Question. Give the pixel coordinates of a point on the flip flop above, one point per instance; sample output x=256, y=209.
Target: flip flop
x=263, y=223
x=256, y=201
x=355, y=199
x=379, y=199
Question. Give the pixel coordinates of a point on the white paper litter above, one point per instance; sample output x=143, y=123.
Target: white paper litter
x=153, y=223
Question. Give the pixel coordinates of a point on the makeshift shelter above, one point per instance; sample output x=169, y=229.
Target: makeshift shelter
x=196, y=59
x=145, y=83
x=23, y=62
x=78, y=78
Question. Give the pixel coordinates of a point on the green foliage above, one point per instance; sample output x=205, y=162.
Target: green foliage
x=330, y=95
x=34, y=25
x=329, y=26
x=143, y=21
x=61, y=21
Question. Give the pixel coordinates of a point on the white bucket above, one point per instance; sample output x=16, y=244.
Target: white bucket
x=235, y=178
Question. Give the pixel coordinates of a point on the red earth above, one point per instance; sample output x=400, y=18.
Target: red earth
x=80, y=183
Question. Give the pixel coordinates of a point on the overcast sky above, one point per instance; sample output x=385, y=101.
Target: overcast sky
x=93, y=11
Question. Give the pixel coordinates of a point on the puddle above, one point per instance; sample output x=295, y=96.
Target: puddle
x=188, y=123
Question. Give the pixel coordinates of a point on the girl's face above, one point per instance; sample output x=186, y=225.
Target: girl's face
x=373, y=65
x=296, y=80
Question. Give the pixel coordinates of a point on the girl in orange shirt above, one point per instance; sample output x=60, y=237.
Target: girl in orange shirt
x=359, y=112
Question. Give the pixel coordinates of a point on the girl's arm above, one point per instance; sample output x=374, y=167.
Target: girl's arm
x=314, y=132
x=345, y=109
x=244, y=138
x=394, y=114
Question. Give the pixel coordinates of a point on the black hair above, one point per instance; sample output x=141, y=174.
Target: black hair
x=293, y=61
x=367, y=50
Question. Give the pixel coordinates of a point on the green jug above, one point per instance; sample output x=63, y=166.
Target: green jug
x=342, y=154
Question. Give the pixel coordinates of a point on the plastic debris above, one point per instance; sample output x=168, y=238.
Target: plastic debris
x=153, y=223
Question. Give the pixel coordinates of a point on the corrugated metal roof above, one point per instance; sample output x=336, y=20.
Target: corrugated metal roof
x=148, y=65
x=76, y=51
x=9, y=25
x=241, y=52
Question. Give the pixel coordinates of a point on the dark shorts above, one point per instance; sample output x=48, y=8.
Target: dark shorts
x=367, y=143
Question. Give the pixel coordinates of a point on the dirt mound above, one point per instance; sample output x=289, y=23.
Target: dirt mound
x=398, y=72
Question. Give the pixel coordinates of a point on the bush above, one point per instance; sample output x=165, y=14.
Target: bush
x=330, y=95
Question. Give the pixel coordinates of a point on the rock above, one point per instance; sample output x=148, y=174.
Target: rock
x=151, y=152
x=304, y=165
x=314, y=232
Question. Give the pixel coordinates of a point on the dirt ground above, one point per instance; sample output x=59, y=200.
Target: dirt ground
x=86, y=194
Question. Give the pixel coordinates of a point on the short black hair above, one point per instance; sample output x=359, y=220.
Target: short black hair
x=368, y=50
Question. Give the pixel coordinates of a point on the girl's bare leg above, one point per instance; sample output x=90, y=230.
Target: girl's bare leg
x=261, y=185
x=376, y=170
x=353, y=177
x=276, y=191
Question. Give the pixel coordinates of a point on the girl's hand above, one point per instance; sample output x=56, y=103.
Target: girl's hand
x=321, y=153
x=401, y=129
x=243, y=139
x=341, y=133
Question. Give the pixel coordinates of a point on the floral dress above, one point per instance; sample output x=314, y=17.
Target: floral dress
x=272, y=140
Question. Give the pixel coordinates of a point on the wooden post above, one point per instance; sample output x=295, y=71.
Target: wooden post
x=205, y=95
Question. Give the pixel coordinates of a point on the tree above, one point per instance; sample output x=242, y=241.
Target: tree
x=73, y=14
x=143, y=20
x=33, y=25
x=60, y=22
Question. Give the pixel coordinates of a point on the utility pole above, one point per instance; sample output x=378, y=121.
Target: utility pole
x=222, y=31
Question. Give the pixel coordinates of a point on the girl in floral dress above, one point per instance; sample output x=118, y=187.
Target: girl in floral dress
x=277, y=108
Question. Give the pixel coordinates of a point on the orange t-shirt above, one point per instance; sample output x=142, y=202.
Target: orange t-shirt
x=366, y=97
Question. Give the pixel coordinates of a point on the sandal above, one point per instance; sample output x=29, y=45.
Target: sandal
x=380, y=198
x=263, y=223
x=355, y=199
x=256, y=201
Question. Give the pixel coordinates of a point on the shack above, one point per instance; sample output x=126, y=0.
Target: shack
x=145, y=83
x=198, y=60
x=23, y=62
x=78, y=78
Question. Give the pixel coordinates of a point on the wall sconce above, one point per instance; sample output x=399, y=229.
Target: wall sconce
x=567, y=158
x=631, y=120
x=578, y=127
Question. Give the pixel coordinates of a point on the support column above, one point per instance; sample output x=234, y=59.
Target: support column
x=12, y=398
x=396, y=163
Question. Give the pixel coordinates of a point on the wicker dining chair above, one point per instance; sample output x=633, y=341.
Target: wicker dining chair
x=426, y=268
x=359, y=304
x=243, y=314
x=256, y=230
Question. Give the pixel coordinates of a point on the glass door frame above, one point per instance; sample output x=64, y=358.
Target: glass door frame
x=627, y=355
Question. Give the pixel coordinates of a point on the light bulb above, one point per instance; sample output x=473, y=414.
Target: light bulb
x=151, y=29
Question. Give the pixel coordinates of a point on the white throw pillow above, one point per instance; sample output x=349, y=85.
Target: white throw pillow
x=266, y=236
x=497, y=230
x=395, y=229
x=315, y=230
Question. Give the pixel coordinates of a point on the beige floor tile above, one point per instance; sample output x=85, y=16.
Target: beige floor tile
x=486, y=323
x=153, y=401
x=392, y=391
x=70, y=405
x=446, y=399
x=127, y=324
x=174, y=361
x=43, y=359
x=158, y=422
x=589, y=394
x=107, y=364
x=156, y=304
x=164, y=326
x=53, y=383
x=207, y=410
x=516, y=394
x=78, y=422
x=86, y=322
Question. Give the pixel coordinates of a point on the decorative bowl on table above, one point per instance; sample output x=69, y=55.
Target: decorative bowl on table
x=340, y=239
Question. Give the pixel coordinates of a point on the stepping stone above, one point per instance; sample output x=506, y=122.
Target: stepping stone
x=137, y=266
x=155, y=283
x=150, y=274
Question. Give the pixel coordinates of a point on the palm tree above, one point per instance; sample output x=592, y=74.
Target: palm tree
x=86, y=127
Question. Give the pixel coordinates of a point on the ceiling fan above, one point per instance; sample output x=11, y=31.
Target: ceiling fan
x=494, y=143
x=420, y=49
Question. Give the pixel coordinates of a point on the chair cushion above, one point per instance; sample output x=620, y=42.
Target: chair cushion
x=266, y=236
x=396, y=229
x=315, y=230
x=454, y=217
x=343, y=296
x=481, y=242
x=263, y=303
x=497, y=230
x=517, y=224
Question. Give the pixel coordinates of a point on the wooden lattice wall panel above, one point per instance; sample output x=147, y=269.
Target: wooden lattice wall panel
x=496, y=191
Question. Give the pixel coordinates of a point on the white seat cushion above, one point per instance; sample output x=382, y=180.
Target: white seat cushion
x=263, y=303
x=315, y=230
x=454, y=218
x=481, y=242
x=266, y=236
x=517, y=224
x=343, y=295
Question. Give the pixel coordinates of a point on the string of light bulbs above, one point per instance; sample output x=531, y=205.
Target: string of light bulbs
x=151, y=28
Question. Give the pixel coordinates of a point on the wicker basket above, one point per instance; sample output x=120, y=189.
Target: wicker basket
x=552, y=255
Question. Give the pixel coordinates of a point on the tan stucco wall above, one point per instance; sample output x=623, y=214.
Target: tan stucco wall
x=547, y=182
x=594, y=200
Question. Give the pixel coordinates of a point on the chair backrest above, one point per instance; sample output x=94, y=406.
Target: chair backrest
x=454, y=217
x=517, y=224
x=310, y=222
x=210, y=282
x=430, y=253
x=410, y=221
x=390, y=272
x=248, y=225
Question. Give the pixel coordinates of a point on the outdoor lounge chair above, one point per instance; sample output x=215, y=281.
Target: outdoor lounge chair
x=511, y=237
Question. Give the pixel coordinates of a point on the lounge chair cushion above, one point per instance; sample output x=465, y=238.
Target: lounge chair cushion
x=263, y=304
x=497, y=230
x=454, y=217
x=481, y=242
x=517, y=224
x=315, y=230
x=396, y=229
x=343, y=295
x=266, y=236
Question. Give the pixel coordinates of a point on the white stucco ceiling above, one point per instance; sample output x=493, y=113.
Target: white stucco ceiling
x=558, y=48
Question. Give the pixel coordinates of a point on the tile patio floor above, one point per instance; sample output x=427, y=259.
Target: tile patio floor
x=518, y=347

## [Exercise details]
Lay out the records from the line with "Question. Give the pixel coordinates of a point on the dark" to the line with "x=272, y=140", both included, as a two-column CSV headed text and answer. Give one row per record, with each field enclosed in double quotes and every line break inside a field replaced by a space.

## [Right answer]
text,answer
"Question. Give the pixel coordinates of a point on the dark shorts above, one point per instance; sample output x=48, y=8. Target: dark shorts","x=367, y=143"
"Question. Give the pixel coordinates of a point on the dirt mound above, one point per instance; sample output x=289, y=23. Target: dirt mound","x=398, y=72"
"Question. Give the pixel coordinates of a point on the bush above, one point per instance; sample output x=165, y=14. Target: bush","x=330, y=95"
"Question. Give the pixel coordinates of a point on the rock above, one point per instance; sample output x=148, y=174. Target: rock","x=151, y=152 x=304, y=165 x=314, y=232"
"Question. Give the pixel coordinates of a point on the dirt ground above, one point per instance; sample output x=59, y=200. Target: dirt ground","x=86, y=194"
"Question. Give the pixel coordinates of a point on the short black hair above, one point per instance; sample output x=359, y=220. Target: short black hair","x=368, y=50"
"Question. Give the pixel coordinates of a point on the girl's bare leg above, one point per instance; sample output x=90, y=230. Target: girl's bare leg","x=261, y=185 x=376, y=170 x=353, y=177 x=276, y=191"
"Question. Give the pixel coordinates of a point on the girl's hand above, one point per instance; sample output x=56, y=103. Target: girl's hand","x=321, y=153 x=401, y=129 x=243, y=139 x=341, y=133"
"Question. Give the pixel coordinates of a point on the floral dress above, one point per instance; sample output x=314, y=17. Target: floral dress","x=272, y=140"